**** TASK DATA ****

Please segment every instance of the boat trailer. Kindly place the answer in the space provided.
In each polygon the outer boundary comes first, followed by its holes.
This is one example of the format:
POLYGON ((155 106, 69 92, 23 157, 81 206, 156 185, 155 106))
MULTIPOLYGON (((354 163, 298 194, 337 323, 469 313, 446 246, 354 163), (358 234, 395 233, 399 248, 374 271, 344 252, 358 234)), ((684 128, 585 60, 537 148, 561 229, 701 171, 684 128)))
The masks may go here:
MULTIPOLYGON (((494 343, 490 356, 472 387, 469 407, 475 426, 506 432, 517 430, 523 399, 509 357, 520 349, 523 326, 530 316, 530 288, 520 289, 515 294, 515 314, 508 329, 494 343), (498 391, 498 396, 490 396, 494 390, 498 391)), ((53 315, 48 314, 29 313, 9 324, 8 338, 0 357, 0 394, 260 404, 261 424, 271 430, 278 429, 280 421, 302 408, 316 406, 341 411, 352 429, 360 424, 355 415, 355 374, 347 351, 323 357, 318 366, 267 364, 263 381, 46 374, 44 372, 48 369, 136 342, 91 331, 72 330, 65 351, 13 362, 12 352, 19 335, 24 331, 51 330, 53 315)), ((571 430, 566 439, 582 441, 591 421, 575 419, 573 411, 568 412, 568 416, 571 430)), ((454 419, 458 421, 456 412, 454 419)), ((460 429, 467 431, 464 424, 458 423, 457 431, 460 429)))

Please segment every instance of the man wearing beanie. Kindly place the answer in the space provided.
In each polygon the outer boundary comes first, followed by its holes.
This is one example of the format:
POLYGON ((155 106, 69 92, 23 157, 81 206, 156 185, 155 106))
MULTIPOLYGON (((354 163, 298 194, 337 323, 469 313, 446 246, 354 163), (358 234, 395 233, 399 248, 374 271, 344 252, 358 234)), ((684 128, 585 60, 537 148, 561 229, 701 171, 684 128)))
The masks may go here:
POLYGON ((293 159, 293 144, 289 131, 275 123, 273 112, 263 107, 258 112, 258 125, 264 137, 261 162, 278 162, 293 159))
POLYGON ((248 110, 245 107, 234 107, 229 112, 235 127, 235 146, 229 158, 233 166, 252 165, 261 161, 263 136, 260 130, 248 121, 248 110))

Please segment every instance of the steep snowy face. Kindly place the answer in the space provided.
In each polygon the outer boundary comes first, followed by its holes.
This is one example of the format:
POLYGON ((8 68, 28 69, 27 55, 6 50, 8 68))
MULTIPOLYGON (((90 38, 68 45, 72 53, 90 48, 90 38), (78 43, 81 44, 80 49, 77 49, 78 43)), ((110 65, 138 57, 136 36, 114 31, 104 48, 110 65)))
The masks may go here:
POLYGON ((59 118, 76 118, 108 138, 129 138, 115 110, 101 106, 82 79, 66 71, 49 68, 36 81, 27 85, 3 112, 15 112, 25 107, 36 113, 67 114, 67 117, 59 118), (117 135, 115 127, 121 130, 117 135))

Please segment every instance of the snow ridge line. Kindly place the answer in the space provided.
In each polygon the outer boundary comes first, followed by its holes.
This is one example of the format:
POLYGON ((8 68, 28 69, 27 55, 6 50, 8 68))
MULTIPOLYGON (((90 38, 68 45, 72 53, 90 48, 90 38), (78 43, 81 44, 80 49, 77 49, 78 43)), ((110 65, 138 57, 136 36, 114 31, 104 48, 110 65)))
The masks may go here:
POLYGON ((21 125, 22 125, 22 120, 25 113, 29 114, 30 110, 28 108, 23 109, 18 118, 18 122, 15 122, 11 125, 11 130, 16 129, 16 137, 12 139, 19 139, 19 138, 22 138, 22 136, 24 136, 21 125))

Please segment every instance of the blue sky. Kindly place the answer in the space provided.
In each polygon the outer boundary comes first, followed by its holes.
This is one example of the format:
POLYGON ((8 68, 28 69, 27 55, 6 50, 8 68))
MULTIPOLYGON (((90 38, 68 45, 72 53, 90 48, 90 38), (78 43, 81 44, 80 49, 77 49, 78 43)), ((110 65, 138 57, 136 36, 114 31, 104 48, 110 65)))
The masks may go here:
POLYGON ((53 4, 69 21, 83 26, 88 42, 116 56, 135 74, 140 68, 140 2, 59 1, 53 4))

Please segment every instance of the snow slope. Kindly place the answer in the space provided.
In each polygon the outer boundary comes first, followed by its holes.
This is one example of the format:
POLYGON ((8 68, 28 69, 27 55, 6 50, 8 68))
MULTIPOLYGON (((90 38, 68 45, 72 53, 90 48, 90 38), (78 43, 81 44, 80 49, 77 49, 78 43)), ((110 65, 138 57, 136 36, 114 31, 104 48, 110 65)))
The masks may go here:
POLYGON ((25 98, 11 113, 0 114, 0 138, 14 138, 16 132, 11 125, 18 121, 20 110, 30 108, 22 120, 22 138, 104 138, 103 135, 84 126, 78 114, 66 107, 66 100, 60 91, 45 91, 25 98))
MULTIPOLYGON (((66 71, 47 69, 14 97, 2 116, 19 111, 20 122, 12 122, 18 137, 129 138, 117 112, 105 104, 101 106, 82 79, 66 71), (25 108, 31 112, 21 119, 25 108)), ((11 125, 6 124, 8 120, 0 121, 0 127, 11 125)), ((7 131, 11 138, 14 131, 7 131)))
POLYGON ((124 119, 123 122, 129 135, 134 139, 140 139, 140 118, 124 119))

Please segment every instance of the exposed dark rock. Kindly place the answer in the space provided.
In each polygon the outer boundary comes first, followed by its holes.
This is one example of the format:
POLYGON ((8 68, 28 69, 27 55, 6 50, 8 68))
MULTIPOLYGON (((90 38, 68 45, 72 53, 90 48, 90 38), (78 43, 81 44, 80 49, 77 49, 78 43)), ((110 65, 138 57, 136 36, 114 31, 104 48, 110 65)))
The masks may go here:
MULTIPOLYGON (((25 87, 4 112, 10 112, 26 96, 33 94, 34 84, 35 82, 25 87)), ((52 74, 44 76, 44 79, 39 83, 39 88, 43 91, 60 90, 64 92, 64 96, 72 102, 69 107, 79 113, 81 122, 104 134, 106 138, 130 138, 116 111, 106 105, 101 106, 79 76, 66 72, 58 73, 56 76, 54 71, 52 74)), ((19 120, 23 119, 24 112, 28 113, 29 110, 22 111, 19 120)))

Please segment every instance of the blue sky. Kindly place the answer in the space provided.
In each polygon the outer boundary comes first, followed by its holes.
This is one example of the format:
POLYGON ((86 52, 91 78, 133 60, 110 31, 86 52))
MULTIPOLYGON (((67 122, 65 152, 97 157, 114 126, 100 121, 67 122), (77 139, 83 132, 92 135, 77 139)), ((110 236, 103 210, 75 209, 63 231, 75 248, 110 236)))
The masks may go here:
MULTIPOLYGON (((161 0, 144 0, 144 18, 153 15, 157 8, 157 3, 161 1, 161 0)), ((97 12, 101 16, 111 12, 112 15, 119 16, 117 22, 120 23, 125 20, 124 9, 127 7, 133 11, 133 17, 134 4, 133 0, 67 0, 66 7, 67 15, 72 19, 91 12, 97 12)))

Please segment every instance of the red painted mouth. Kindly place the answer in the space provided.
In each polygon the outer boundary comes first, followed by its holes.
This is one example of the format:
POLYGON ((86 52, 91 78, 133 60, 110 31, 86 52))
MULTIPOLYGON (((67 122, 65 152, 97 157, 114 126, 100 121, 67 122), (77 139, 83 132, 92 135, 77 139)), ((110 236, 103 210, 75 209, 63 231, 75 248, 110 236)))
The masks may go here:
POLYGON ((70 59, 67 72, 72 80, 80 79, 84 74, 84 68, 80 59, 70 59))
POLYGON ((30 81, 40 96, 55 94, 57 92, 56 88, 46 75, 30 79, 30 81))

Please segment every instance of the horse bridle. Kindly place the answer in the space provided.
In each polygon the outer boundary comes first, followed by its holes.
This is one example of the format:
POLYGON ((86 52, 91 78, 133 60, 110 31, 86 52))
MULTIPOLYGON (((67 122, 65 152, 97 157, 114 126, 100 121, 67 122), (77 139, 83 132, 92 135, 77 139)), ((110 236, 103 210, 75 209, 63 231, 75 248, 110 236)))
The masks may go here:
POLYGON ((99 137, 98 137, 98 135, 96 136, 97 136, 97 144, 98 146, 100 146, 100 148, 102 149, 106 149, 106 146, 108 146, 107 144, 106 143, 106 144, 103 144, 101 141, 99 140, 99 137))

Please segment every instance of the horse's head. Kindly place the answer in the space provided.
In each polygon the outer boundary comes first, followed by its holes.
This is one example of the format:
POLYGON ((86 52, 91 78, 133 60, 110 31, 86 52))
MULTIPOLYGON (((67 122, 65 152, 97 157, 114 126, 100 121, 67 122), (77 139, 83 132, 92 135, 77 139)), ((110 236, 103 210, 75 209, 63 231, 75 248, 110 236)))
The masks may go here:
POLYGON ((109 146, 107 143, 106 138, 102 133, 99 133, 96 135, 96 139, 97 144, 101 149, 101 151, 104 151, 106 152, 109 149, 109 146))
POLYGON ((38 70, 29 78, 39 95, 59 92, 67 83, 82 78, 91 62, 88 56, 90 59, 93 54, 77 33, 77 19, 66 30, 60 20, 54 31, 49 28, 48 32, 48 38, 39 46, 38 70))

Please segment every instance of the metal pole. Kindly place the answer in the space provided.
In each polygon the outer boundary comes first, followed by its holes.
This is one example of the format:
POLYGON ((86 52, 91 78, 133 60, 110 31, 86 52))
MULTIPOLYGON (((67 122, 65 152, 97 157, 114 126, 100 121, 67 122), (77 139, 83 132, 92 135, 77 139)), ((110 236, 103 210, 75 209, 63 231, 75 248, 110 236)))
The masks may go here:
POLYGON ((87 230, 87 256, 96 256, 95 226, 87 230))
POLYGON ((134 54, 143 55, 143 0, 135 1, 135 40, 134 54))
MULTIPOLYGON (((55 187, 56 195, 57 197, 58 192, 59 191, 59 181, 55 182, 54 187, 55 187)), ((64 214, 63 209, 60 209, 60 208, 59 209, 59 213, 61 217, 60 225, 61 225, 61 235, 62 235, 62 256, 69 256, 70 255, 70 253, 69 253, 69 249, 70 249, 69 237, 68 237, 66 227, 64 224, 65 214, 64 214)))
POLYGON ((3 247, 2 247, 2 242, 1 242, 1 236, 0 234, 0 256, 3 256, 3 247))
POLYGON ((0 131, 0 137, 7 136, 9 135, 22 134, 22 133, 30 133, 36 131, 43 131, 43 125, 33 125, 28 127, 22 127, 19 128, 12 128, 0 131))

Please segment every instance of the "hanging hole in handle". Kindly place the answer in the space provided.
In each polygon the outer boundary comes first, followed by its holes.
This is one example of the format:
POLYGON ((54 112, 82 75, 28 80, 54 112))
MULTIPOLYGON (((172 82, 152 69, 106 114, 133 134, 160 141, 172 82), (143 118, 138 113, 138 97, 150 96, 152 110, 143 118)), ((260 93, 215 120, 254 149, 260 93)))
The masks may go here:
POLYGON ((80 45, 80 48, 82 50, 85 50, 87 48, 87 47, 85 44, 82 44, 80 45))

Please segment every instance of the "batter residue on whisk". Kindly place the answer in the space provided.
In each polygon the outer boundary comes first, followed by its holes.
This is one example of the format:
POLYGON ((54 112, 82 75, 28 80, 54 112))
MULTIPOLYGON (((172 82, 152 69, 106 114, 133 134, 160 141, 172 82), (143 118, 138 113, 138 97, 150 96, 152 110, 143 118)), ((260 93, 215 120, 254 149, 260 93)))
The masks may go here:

****

Identify every line above that contains the string "horse", treating uppercase and lowercase as different, and copy each of those lines.

Please segment every instance of the horse bridle. Kindly place the answer in the space provided.
Please segment every instance of the horse's head. Kindly place the answer in the space provided.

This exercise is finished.